抜粋:
セッション情報 ワークショップ12

胆膵疾患に対するinterventional EUSの現状

タイトル W12-1:

当科におけるinterventional EUSの現状~導入初期施設からの報告~

演者 松田 暁子(山形大学第二内科)
共同演者 牧野 直彦(山形大学第二内科), 上野 義之(山形大学第二内科)
抄録 【はじめに】EUS下穿刺術を応用した診断・治療:「interventional EUS」は,本邦において2000年頃から普及し,現在はその有用性と安全性が高く評価される手技となっている.当科では先進施設からのご指導を仰ぎながら,2010年より本格的に臨床応用を開始した.今後の手技・診断能向上のため,これまで当科で経験したinterventional EUS施行症例について検討し報告する.【結果】(1)目的:interventional EUS施行症例は27例であった.EUS-FNA24例;膵癌症例13例,膵癌以外の症例11例(自己免疫性膵炎3例,膵内分泌腫瘍2例,転移性膵腫瘍2例,膵周囲リンパ節腫脹2例,消化管粘膜下腫瘍2例).治療目的3例;膵仮性嚢胞ドレナージ2例,肝膿瘍ドレナージ1例.(2)穿刺手技:細胞検査士立ち合いのもと迅速細胞診を行い,検体を採取した.穿刺針は病変部位等に応じて22G,25G針を選択し,Door-knocking method 20回,平均穿刺回数は3.2(±0.85)回であった.出血,膵炎等の偶発症は認めなかった.(3)診断:FNA施行24例中組織診断が得られた症例は13例(54.2%)であった.膵癌症例における診断手法別の診断率は,組織診断8例(61.5%),細胞診(calssIIIb以上)12例(92.3%),k-ras mutation10例(76.9%)であった.組織診断が得られなかった症例の内2例はk-ras mutation陽性であった事が診断の一助になった.【考察】EUS-FNAの習熟には比較的長期間を要するとの報告があり,当科においてもinterventional EUS経験数はまだ少ない.組織診断率が低率である事は検体採取率量の不足等に起因していると考えられるが,膵癌診断において遺伝子検索結果を加味する事が診断能の向上に繋がっており,手技的問題を補完する重要な診断的要素と考えられた.

やること: 抜粋で、膵癌以外のEUS-FNA症例として挙げられている疾患名をすべて書き出せ。

提供情報:
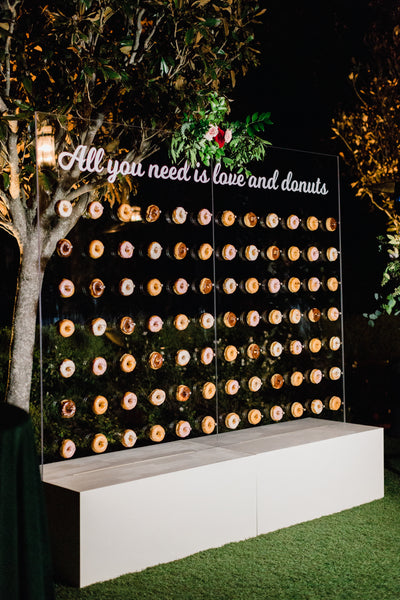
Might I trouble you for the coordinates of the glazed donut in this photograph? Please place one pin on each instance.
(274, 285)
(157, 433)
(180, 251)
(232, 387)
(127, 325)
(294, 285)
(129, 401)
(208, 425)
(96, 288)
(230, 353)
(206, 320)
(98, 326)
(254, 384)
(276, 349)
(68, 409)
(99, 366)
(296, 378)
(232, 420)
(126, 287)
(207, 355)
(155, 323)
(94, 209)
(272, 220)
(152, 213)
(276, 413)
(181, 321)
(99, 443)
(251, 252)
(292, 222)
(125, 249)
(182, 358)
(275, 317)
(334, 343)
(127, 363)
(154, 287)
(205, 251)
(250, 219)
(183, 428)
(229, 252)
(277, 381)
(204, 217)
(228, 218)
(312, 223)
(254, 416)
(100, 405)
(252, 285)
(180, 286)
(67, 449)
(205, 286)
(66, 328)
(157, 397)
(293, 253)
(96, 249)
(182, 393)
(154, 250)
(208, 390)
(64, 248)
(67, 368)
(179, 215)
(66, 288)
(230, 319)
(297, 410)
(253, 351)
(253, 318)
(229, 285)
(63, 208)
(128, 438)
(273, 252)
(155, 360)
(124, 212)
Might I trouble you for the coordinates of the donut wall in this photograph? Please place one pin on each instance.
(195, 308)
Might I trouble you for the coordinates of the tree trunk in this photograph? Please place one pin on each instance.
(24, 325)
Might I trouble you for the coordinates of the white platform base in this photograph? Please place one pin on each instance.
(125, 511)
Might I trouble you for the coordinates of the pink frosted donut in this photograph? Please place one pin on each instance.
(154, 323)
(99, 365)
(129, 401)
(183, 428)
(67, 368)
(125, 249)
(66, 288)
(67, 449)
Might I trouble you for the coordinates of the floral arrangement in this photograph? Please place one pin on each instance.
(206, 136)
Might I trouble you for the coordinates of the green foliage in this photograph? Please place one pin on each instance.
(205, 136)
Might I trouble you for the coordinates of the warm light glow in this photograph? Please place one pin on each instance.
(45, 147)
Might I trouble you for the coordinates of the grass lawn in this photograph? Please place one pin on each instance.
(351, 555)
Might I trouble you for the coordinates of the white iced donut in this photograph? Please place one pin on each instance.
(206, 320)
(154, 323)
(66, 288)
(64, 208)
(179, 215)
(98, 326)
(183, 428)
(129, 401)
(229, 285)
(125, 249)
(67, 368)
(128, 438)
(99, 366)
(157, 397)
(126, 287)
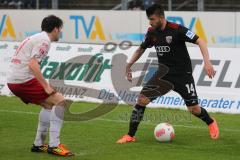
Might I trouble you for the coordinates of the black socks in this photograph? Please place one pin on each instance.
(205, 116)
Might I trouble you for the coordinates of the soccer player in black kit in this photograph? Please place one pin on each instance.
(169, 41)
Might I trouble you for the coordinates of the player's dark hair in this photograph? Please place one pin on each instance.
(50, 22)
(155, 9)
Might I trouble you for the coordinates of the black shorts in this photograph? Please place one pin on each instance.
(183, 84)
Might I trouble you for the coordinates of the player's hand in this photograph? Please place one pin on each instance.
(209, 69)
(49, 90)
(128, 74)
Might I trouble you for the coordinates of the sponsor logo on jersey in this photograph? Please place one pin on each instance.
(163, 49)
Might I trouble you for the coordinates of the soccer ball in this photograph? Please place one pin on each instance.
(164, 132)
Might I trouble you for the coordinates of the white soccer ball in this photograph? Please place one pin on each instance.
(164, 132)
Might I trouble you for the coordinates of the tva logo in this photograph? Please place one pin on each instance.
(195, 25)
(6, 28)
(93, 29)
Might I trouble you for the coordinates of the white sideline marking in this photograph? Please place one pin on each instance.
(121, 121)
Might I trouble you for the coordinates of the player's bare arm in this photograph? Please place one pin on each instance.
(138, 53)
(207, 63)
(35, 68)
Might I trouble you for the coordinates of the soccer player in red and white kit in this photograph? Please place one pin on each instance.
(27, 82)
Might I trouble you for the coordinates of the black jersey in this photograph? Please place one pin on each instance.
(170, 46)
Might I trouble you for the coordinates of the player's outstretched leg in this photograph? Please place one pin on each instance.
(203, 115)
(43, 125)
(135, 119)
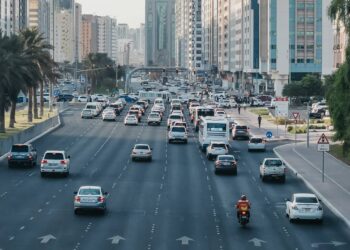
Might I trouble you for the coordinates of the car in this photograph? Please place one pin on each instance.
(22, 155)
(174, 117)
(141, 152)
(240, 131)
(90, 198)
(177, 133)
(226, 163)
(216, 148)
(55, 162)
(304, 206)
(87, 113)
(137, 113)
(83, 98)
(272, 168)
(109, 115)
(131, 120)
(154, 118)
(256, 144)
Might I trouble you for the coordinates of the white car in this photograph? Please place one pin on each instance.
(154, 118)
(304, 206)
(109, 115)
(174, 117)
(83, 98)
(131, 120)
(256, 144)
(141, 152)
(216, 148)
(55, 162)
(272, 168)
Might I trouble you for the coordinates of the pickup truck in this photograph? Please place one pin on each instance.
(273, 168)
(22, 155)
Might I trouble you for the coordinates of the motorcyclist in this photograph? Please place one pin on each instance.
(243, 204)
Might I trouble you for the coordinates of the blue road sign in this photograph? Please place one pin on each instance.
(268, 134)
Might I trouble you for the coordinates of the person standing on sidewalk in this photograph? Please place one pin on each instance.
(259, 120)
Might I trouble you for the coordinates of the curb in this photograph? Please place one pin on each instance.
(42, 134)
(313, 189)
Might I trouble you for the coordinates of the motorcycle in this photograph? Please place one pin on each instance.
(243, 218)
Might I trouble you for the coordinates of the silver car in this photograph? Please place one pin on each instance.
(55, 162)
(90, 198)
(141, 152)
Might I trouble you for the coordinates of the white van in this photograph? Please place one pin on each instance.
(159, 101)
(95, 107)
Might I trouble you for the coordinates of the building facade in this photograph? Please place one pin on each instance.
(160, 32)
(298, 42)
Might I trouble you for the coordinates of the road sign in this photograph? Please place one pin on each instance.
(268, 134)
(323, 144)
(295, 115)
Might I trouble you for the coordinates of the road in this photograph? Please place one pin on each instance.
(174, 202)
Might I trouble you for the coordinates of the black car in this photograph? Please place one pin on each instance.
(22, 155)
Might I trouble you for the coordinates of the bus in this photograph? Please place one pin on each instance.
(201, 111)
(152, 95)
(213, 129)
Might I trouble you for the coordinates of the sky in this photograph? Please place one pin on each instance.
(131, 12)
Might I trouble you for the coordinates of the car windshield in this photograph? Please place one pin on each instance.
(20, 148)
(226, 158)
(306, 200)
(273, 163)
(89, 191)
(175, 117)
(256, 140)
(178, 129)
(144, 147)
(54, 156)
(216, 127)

==

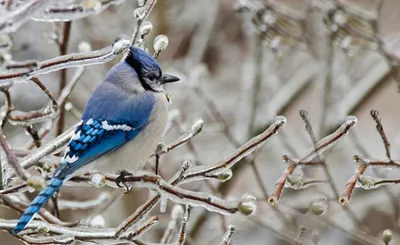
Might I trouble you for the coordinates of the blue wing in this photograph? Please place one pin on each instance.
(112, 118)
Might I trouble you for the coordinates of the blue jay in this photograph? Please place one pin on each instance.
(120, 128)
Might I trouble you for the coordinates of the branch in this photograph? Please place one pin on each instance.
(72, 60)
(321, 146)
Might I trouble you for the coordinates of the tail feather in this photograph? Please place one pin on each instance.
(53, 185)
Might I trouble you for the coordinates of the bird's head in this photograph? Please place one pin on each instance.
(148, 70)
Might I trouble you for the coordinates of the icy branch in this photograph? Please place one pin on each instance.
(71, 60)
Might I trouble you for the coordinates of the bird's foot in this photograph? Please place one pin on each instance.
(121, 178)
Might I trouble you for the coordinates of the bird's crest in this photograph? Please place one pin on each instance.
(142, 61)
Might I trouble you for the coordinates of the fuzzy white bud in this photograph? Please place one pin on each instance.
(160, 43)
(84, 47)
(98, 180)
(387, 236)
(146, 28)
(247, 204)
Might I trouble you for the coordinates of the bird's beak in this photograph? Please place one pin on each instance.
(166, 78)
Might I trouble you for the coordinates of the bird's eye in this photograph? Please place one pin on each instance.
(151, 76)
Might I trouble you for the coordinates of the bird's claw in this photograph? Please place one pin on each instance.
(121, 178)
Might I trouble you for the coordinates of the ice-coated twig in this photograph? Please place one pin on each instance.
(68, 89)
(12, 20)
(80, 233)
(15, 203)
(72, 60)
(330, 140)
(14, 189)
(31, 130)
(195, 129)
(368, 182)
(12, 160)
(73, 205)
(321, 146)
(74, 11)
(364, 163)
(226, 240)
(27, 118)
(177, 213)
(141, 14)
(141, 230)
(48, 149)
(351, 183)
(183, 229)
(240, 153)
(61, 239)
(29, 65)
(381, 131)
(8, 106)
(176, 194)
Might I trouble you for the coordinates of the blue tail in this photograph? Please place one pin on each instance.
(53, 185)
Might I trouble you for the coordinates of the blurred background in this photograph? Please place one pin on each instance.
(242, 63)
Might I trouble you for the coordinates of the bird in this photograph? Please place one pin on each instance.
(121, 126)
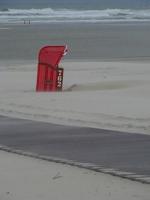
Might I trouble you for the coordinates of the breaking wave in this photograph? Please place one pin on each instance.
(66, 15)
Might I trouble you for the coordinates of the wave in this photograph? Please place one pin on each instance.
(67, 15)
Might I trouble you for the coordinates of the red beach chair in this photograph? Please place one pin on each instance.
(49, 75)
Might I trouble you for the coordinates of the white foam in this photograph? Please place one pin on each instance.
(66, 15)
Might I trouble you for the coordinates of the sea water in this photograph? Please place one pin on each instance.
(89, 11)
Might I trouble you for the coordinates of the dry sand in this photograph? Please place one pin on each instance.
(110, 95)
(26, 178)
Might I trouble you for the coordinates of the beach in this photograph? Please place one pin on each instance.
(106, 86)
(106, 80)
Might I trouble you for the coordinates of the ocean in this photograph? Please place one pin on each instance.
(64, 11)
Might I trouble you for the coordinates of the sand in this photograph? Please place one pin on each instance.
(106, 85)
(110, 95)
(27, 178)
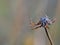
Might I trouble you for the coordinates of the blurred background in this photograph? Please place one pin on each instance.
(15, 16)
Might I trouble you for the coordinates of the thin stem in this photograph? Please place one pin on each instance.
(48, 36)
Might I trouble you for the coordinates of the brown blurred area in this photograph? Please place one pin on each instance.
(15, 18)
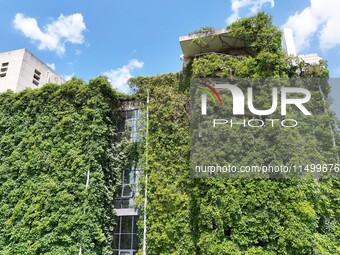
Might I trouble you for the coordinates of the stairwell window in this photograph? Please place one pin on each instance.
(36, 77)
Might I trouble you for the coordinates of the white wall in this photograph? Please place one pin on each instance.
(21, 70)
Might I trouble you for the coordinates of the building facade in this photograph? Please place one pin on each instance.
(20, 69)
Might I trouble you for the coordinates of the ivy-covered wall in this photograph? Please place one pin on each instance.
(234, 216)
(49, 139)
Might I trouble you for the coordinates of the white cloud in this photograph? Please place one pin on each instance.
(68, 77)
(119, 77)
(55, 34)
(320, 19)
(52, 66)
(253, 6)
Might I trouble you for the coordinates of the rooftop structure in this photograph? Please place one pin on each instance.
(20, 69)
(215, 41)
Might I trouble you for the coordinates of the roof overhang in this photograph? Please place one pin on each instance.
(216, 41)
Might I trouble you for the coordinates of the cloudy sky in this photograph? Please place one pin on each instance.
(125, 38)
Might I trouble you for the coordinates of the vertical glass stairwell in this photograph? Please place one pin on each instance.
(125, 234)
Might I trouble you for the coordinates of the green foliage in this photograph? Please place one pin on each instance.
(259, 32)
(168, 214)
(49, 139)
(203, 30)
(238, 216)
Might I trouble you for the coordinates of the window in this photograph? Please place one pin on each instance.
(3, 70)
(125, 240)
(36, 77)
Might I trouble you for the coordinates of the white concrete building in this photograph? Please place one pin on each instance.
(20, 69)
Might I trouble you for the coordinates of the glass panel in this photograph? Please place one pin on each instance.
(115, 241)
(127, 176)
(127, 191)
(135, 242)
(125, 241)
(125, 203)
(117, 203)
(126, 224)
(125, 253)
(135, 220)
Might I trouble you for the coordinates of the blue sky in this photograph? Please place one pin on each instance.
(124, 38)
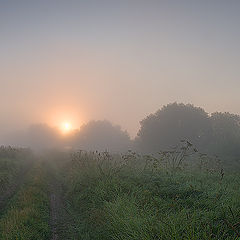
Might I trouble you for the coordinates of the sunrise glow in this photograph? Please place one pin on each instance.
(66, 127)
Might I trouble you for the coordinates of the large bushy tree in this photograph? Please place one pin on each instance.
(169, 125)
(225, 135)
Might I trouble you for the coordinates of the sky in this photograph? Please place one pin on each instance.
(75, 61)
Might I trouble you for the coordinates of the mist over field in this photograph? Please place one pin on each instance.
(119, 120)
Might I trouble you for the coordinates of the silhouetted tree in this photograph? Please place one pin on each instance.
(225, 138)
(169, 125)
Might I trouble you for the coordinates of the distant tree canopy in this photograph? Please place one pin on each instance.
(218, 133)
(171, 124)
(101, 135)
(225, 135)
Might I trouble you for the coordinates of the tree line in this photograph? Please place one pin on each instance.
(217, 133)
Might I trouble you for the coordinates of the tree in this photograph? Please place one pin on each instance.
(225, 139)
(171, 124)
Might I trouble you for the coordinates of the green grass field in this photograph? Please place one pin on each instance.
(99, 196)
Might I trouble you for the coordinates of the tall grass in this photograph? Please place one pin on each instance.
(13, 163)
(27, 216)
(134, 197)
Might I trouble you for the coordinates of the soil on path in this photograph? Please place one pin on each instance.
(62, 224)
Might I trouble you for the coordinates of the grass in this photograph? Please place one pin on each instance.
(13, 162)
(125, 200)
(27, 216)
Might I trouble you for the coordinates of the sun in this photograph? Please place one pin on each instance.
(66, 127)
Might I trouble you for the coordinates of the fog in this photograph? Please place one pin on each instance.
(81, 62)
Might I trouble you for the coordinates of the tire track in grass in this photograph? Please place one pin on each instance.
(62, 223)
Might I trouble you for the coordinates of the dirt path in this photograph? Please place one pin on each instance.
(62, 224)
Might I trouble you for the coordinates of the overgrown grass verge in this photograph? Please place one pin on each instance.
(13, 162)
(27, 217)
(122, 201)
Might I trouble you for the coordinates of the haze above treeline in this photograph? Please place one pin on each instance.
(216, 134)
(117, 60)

---

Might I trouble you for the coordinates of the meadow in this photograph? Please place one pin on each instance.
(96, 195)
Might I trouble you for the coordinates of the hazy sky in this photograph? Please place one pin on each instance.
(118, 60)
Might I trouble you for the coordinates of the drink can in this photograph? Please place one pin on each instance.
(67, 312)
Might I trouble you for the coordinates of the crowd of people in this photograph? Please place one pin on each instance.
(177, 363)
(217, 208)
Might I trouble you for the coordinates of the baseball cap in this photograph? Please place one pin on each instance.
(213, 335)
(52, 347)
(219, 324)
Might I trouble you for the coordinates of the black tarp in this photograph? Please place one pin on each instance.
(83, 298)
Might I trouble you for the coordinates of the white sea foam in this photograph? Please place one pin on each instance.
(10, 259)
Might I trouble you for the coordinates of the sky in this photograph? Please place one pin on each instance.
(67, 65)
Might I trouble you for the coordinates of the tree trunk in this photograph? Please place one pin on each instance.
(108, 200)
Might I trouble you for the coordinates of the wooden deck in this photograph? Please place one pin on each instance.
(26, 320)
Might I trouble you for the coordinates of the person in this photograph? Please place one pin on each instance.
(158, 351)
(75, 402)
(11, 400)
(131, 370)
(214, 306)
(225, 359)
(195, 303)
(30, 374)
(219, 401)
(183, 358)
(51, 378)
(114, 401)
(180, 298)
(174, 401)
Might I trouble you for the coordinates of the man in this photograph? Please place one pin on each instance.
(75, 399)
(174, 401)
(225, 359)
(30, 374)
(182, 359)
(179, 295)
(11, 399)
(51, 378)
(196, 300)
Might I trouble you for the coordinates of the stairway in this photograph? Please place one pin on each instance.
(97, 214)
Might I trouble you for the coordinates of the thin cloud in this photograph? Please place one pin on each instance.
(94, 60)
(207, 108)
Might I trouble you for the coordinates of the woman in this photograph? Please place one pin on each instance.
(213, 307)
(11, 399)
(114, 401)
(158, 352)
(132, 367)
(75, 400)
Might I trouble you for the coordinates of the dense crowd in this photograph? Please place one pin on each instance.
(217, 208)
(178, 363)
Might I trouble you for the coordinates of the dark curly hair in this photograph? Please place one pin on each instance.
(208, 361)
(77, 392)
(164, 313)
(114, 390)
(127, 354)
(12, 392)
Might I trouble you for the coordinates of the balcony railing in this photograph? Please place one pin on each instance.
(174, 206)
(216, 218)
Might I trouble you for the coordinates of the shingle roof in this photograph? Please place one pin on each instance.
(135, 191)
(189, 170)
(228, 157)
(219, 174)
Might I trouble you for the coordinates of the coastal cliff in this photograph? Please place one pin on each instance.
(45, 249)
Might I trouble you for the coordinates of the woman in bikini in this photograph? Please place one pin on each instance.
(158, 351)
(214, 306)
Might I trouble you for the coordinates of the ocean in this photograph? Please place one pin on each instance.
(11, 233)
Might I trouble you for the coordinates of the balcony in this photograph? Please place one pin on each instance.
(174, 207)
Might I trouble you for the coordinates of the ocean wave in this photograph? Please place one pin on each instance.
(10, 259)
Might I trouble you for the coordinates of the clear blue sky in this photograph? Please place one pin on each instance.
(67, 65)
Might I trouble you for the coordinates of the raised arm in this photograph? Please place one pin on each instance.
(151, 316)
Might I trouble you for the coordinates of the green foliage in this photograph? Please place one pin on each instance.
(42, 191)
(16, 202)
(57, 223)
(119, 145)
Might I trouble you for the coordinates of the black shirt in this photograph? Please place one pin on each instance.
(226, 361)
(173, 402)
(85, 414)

結果: 自己免疫性膵炎、膵内分泌腫瘍、転移性膵腫瘍、膵周囲リンパ節腫脹、消化管粘膜下腫瘍